From the line with "Note: indicate the thin" to the line with "Note: indicate the penguin flipper", retype each line exactly as it stands in the records below, but skip the pictures.
── Records provided ──
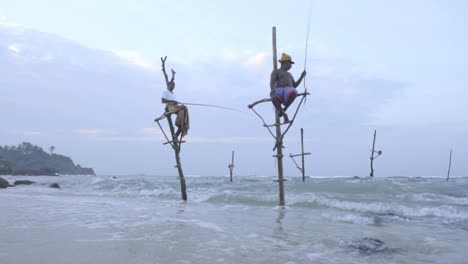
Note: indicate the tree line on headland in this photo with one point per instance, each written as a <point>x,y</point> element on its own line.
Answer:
<point>28,159</point>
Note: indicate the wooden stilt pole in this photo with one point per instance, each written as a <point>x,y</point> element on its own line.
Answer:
<point>279,144</point>
<point>450,165</point>
<point>176,145</point>
<point>231,166</point>
<point>302,168</point>
<point>302,150</point>
<point>372,155</point>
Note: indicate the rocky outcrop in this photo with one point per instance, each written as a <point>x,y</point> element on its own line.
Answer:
<point>54,185</point>
<point>36,172</point>
<point>3,183</point>
<point>23,182</point>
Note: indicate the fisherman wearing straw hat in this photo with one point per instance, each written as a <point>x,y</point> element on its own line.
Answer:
<point>182,121</point>
<point>283,86</point>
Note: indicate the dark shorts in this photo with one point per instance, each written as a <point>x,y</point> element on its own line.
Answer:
<point>283,93</point>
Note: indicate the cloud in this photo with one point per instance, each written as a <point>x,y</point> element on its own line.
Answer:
<point>201,139</point>
<point>31,133</point>
<point>137,59</point>
<point>15,48</point>
<point>91,131</point>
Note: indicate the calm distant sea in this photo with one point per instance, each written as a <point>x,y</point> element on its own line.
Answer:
<point>140,219</point>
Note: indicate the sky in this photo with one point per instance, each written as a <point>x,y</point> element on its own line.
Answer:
<point>85,77</point>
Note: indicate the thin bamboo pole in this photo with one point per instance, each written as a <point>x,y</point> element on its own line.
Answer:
<point>302,148</point>
<point>450,165</point>
<point>176,146</point>
<point>279,143</point>
<point>231,166</point>
<point>302,168</point>
<point>372,155</point>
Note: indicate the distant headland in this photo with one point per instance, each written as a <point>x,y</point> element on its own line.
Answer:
<point>31,160</point>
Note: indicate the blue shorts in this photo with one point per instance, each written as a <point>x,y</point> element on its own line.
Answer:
<point>283,93</point>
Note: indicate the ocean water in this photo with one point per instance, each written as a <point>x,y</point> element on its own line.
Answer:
<point>141,219</point>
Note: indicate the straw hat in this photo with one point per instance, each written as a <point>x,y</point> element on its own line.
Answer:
<point>285,57</point>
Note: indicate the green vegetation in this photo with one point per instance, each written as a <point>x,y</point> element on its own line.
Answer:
<point>28,159</point>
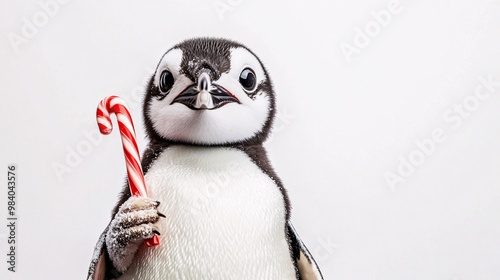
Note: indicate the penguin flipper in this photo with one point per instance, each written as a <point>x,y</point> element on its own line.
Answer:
<point>306,265</point>
<point>97,268</point>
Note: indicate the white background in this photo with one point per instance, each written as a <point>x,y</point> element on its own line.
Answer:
<point>342,126</point>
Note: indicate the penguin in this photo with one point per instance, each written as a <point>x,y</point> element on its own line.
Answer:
<point>215,201</point>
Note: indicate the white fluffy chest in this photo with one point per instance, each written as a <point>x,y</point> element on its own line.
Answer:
<point>225,219</point>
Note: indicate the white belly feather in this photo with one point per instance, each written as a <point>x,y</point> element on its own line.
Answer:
<point>225,219</point>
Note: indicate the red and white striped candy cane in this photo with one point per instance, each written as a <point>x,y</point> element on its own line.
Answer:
<point>114,104</point>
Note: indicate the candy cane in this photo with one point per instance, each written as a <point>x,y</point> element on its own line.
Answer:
<point>114,104</point>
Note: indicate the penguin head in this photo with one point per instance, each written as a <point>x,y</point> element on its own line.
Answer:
<point>208,91</point>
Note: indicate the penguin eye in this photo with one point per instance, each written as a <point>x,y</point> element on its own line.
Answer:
<point>248,79</point>
<point>166,81</point>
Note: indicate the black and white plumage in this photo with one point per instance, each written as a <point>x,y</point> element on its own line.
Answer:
<point>226,215</point>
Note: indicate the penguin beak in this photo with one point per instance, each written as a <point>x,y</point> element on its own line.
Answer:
<point>205,95</point>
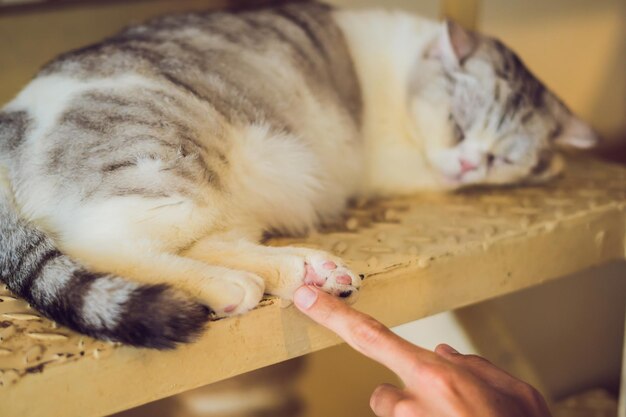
───
▶ _Your response_
Note: indicate the thin bamboo pole in this photo with one point per instance, each written as a <point>x,y</point> element on its own line.
Answer:
<point>302,148</point>
<point>450,165</point>
<point>176,146</point>
<point>279,143</point>
<point>231,166</point>
<point>302,168</point>
<point>372,155</point>
Note: indicate the distant headland in this photo with one point per instance, each written as a <point>x,y</point> element on its own line.
Answer:
<point>31,160</point>
Note: indicate the blue shorts in this photo with one point per instance, each written as a <point>x,y</point> element on its own line.
Answer:
<point>283,93</point>
Note: indicate the ocean water in this photo with one point per instance, each written as a <point>x,y</point> element on its own line.
Answer:
<point>141,219</point>
Note: indicate the straw hat in this photo with one point per instance, each written as a <point>x,y</point> element on its own line.
Answer:
<point>285,57</point>
Note: indicate the green vegetation in this photo with one point per instance, each written as a <point>x,y</point> element on its own line.
Answer:
<point>28,159</point>
Note: indicate the penguin flipper in this photo with one point per instance, each written as a <point>x,y</point> element on its own line.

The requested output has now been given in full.